● Extract to read:
If you want something done, ask a busy person.

And for me that is most definitely the case. When I have all the time in the world to do something it never gets done. To the point that my diary schedule now also includes specific days and times for mundane housework.

I also need to find something to get me working out, gaining strength and becoming fitter; rather than just sitting in front of Netflix’s.

Along came a Facebook advert for a virtual challenge called ‘Race At Your Pace.’ Ever skeptical about just adverts I asked a few friends and they confirmed it was a genuine company and that actually many of them were doing a running challenge with them.

Social distancing for me with a visual impairment means that I am unable to run or cycle; given that I need either a guide runner to run with me or a pilot to ride my tandem.

Which left me with walking.

Not a problem, as I needed to exercise my guide dog Fizz, and this was a mix between ‘working walks’ for her in harness and ‘sniffy walks’ where she was on a longer lead and able to just be a dog, sniffing at each post to catch up on all the ‘Pee-Mails’

So, April’s challenge was set, I set myself the target of 50 miles of walking workouts. Which I new was a MASSIVE challenge for me, however with both indoor walks and outdoor walks counting I felt it was achievable.

Oh how wrong was I?

● Data excerpts:
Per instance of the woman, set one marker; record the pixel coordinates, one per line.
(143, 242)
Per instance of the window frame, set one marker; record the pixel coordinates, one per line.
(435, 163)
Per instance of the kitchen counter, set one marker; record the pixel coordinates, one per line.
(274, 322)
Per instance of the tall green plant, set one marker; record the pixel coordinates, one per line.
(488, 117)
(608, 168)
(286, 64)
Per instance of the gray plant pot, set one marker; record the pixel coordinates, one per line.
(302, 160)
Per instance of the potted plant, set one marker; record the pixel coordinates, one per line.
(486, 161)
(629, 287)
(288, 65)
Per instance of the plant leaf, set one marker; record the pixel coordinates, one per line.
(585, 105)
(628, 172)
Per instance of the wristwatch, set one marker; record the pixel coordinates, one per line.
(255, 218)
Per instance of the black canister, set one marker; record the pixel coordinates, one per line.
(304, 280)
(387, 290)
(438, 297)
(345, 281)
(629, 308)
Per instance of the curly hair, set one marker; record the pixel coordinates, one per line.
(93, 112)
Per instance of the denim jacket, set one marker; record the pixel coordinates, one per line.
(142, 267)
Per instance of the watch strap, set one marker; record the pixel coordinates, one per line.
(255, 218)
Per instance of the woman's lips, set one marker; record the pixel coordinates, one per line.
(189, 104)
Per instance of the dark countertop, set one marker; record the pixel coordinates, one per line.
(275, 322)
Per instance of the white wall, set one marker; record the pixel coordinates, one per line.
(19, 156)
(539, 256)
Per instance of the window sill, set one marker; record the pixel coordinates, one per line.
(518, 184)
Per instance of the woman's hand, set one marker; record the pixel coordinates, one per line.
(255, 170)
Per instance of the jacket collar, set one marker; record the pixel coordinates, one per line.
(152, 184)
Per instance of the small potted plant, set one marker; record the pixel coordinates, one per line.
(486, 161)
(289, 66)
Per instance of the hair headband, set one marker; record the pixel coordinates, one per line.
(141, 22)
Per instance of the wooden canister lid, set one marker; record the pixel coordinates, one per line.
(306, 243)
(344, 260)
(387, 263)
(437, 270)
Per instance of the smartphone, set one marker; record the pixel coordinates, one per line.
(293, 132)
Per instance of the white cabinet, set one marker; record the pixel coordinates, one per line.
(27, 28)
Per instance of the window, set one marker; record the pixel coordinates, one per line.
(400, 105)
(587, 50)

● Your task: Write the next part of the post about the April walking challenge with the guide dog, picking up after "Oh how wrong was I?" The items are unrelated material.

● Output for this task:
In April I did walk 50 miles, however it saw me going right up to the last minute with a 4 mile walk on the 30th April. Having always measured my distance in Kilometres, it was a bit of a shock to the system to measure in Miles.

However when this beauty arrived in the post I felt proud that I had achieved it.

And having gone right to the wire for April I knew I needed to work harder. So not only did I re-enter for May, but upped the distance…. This time 65miles.

A target that I not only reached on the 29th May with 2 days to spare but I discovered that I had smashed through it as only looking a ‘walking workouts’ on my Apple Watch did not include the 6+miles I had recorded as ‘Hikes’.

So yes, you have probably guessed by now, I am going again in June, I am again increasing my distance…. increasing to 75 miles.

But why?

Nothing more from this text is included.